## Text block

# Protosound 3.0 Vs Proto sound 2.0



## robertlopez925 (May 20, 2011)

so now protosound 3.0 has been out for a year now, and i am looking at the 2011 Volume 2 catalog at the new BNSF Dash 8, I was wondering what is the difference between 3.0 vs 2.0. Does it let you do more things like ,a secondary horn, more crew talk ,let you quill the horn just like legacy does. does it sound better? i would love to see one of the new mth dash 8 running if you have a video i would like to see it. now i am woundering waht mth is going to do with protosounds 3.0 in the feature. Hopefully they catch up to legacy.


----------



## santafe158 (Jul 14, 2010)

Not sure of what features but I'm pretty sure the big difference is there are no more batteries in Proto 3


----------



## gunrunnerjohn (Nov 10, 2010)

One of the big features is certainly elimination of the batteries!  I'm sure they've added some sounds and the like, but PS2 was pretty nice.


----------



## Badwolf & Arizona RR (Jun 17, 2011)

Elimination of a consumable is always good. It's also less to go bad or wrong.


----------



## robertlopez925 (May 20, 2011)

do you think they will make a conversion kit? kinda like PS2


----------



## gunrunnerjohn (Nov 10, 2010)

robertlopez925 said:


> do you think they will make a conversion kit? kinda like PS2


I suspect it'll be years before you can buy a conversion kit. Right now they can't keep up with demand for production, and there's no real incentive for them to sell just boards when they can sell whole locomotives.


----------



## robertlopez925 (May 20, 2011)

true, 

now a question for all of you where do you like to buy your engines from? all of my local dealers wont get into the mth business because of bad experiences so i am stuck ordering online so if you can Private message me some good dealers i would appreciate that. 


and if you have a suggestion on which engine i should get next what i have is a MTH premier BNSF AC6000, Lionel legacy Union pacific SD70ace, i disappointed the way the way the Lionel Santa Fe ac6000 turned out the drawing looked better. the steam is to pricey right now. i am not tied down on to a road name. just want a great sounding engine 

please PM me any suggestions 

Thanks


----------



## gunrunnerjohn (Nov 10, 2010)

Truthfully, I rarely buy a new locomotive from a local dealer, the few new ones I've gotten, I've purchased on-line. I buy from forums and on eBay for the most part.

It's better to post any suggestions in the forum, that way others that might have the same question see the responses.


----------



## robertlopez925 (May 20, 2011)

fine with me


----------

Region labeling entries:
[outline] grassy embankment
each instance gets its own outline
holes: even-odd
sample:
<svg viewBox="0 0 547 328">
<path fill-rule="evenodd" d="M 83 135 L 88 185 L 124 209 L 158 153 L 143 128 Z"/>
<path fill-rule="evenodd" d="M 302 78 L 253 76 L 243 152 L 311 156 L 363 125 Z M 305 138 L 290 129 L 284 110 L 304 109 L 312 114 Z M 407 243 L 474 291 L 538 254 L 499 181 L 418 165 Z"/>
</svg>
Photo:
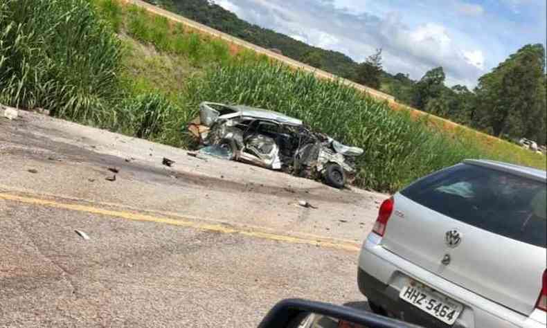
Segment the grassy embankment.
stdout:
<svg viewBox="0 0 547 328">
<path fill-rule="evenodd" d="M 508 143 L 432 129 L 353 89 L 249 51 L 233 53 L 136 7 L 92 2 L 0 4 L 0 101 L 177 147 L 190 145 L 185 127 L 201 101 L 262 107 L 364 148 L 356 183 L 382 191 L 465 158 L 545 167 L 544 158 Z"/>
</svg>

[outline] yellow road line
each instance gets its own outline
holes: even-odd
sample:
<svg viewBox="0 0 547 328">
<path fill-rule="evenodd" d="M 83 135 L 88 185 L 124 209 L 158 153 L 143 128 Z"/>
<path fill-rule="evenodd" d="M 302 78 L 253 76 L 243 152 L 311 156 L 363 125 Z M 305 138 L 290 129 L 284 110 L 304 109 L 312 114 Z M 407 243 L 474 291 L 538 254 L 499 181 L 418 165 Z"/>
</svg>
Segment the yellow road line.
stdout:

## Job 1
Extract the passage of the Protosound forum thread starting at "One of the big" and ending at "(Jun 17, 2011)".
## Job 2
Answer these questions using the Protosound forum thread.
(a) What does santafe158 say is the big difference in Proto 3?
(b) Which MTH engine does robertlopez925 say he has?
(c) Where does gunrunnerjohn buy locomotives for the most part?
These entries have no connection to the Protosound forum thread.

## Exercise result 1
One of the big features is certainly elimination of the batteries!  I'm sure they've added some sounds and the like, but PS2 was pretty nice.


----------



## Badwolf & Arizona RR (Jun 17, 2011)

## Exercise result 2
(a) There are no more batteries in Proto 3.
(b) An MTH Premier BNSF AC6000.
(c) From forums and on eBay.